■ EXERCISE DETAILS: Nothing but the listing below, retyped exactly, should appear in the answer.

───── INPUT DATA ─────

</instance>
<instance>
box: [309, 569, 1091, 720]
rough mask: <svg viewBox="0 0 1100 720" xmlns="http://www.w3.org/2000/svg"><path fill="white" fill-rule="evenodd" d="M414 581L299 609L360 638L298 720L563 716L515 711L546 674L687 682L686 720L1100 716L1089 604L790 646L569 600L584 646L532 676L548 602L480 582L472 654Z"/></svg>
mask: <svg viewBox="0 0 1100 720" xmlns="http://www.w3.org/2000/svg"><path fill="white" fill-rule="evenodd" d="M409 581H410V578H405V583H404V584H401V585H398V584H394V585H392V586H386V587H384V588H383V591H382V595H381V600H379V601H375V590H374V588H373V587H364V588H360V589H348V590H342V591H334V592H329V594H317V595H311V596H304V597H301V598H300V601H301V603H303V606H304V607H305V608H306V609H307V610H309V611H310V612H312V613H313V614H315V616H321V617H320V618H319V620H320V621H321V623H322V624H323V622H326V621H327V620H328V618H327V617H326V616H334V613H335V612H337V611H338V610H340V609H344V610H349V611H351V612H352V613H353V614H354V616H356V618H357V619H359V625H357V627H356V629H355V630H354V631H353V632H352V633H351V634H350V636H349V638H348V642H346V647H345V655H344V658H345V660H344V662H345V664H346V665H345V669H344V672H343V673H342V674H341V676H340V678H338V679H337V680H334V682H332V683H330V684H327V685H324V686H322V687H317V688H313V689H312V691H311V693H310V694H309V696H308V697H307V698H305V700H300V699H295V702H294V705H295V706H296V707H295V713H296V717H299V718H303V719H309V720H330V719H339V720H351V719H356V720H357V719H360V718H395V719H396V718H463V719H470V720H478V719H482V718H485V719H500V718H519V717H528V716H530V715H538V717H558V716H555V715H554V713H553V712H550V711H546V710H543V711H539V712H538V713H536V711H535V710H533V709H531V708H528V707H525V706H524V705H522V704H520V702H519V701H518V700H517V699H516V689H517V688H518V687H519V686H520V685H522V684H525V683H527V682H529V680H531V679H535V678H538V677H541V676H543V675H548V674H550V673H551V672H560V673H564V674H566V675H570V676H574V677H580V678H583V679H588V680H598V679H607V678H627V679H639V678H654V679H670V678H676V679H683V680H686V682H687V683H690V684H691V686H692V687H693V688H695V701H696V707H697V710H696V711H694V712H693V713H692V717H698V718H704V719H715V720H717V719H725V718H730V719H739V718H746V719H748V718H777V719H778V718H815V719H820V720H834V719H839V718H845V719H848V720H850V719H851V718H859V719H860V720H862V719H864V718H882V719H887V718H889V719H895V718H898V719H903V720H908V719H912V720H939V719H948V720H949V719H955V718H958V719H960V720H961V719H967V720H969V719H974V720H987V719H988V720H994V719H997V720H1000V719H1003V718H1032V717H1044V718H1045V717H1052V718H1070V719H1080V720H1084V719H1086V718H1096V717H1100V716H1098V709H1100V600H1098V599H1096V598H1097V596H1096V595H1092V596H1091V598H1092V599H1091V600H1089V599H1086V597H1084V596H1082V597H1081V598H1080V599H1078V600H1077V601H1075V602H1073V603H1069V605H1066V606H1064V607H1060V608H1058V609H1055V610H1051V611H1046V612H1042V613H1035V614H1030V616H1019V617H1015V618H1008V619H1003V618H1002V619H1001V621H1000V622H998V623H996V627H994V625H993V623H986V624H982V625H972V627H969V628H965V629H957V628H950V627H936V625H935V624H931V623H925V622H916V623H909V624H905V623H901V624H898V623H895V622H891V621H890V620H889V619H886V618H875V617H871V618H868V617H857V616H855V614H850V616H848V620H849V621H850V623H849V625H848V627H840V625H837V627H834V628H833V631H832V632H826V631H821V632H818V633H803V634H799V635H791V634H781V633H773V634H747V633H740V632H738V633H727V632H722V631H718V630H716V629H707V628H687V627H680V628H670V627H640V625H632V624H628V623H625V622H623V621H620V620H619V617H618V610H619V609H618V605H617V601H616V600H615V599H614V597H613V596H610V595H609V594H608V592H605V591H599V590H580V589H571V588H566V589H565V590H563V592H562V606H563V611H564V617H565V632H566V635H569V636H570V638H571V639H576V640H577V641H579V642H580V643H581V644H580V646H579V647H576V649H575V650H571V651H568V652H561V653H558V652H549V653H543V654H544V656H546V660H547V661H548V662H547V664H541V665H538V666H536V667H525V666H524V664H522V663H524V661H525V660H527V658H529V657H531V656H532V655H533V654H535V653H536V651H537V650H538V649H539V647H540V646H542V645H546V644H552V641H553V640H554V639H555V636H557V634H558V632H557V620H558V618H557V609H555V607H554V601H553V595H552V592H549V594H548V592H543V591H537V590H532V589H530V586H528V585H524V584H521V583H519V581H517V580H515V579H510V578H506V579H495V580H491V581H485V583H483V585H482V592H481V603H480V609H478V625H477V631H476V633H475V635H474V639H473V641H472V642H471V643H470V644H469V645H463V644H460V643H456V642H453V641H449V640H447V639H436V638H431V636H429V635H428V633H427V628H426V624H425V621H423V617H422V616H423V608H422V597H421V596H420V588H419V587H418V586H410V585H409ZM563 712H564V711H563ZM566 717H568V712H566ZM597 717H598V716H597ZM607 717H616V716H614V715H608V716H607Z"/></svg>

─────

■ RESULT FOR THIS EXERCISE:
</instance>
<instance>
box: [309, 569, 1091, 720]
rough mask: <svg viewBox="0 0 1100 720" xmlns="http://www.w3.org/2000/svg"><path fill="white" fill-rule="evenodd" d="M414 581L299 609L360 638L298 720L563 716L515 711L546 674L687 682L686 720L1100 716L1089 604L790 646L569 600L584 646L532 676L548 602L480 582L472 654Z"/></svg>
mask: <svg viewBox="0 0 1100 720" xmlns="http://www.w3.org/2000/svg"><path fill="white" fill-rule="evenodd" d="M409 581H410V578H405V583H404V584H401V585H398V584H394V585H392V586H386V587H384V588H383V591H382V595H381V600H379V601H375V590H374V588H373V587H364V588H360V589H348V590H342V591H334V592H329V594H317V595H311V596H304V597H301V598H300V601H301V603H303V606H304V607H305V608H306V609H307V610H309V611H310V612H312V613H313V614H315V616H321V617H320V618H319V620H320V621H321V623H322V624H323V622H326V621H327V620H328V618H327V617H326V616H334V613H335V612H337V611H338V610H340V609H344V610H349V611H351V612H352V613H353V614H354V616H356V618H357V619H359V625H357V627H356V629H355V630H354V631H353V632H352V633H351V634H350V636H349V638H348V642H346V647H345V655H344V658H345V660H344V662H345V664H346V665H345V669H344V672H343V673H342V674H341V676H340V678H338V679H337V680H334V682H332V683H330V684H327V685H324V686H322V687H317V688H313V689H312V691H311V693H310V694H309V696H308V697H307V698H305V700H300V699H295V702H294V705H295V706H296V707H295V713H296V717H299V718H303V719H309V720H330V719H339V720H351V719H356V720H357V719H360V718H395V719H396V718H463V719H470V720H478V719H482V718H485V719H500V718H519V717H528V716H530V715H538V717H558V716H555V715H554V713H553V712H550V711H546V710H543V711H539V712H538V713H536V711H535V710H533V709H531V708H528V707H525V706H524V705H522V704H520V702H519V701H518V700H517V699H516V689H517V688H518V687H519V686H520V685H522V684H525V683H527V682H529V680H531V679H535V678H538V677H541V676H543V675H548V674H550V673H551V672H560V673H564V674H566V675H570V676H574V677H580V678H583V679H588V680H598V679H607V678H627V679H639V678H654V679H670V678H676V679H683V680H686V682H687V683H690V684H691V686H692V687H693V688H695V701H696V707H697V710H696V711H694V712H693V713H692V717H698V718H704V719H715V720H717V719H725V718H730V719H739V718H746V719H748V718H777V719H778V718H815V719H820V720H834V719H839V718H845V719H848V720H850V719H851V718H859V719H860V720H862V719H864V718H882V719H887V718H889V719H895V718H898V719H903V720H908V719H912V720H939V719H948V720H949V719H955V718H958V719H960V720H961V719H967V720H969V719H974V720H987V719H988V720H994V719H997V720H1000V719H1003V718H1032V717H1044V718H1045V717H1052V718H1070V719H1080V720H1084V719H1086V718H1096V717H1100V716H1098V709H1100V600H1098V599H1096V598H1097V596H1096V595H1092V596H1091V598H1092V599H1091V600H1089V599H1086V597H1084V596H1082V597H1081V598H1080V599H1078V600H1077V601H1075V602H1073V603H1069V605H1066V606H1064V607H1060V608H1058V609H1055V610H1051V611H1046V612H1042V613H1035V614H1030V616H1019V617H1015V618H1008V619H1003V618H1002V619H1001V621H1000V622H998V623H996V627H994V625H993V623H986V624H982V625H972V627H969V628H965V629H957V628H950V627H936V625H935V624H931V623H925V622H916V623H909V624H905V623H901V624H898V623H895V622H891V621H890V620H889V619H886V618H875V617H871V618H868V617H857V616H855V614H850V616H848V620H849V621H850V623H849V625H848V627H840V625H837V627H834V628H833V631H832V632H826V631H821V632H818V633H803V634H799V635H791V634H781V633H773V634H747V633H740V632H738V633H727V632H722V631H718V630H716V629H707V628H687V627H680V628H670V627H640V625H632V624H628V623H625V622H623V621H620V620H619V617H618V610H619V609H618V605H617V601H616V600H615V599H614V597H613V596H610V595H609V594H608V592H605V591H599V590H580V589H571V588H566V589H565V590H563V592H562V606H563V611H564V617H565V632H566V635H569V636H570V638H571V639H576V640H577V641H579V642H580V643H581V644H580V646H579V647H576V649H575V650H571V651H568V652H561V653H558V652H549V653H543V654H544V656H546V660H547V661H548V662H547V664H541V665H538V666H536V667H525V666H524V664H522V663H524V661H525V660H527V658H529V657H531V656H532V655H533V654H535V653H536V651H537V650H538V649H539V647H540V646H542V645H546V644H552V641H553V640H554V639H555V636H557V634H558V632H557V620H558V618H557V609H555V607H554V601H553V595H552V592H549V594H548V592H543V591H537V590H532V589H530V586H528V585H524V584H521V583H519V581H517V580H515V579H510V578H506V579H495V580H491V581H485V583H483V585H482V592H481V603H480V609H478V625H477V631H476V633H475V635H474V639H473V641H472V642H471V643H470V644H469V645H463V644H460V643H456V642H453V641H449V640H447V639H436V638H431V636H429V635H428V633H427V628H426V624H425V621H423V617H422V616H423V608H422V597H421V596H420V588H419V587H418V586H410V585H409ZM563 712H564V711H563ZM566 717H568V712H566ZM597 717H598V716H597ZM607 717H616V716H614V715H608V716H607Z"/></svg>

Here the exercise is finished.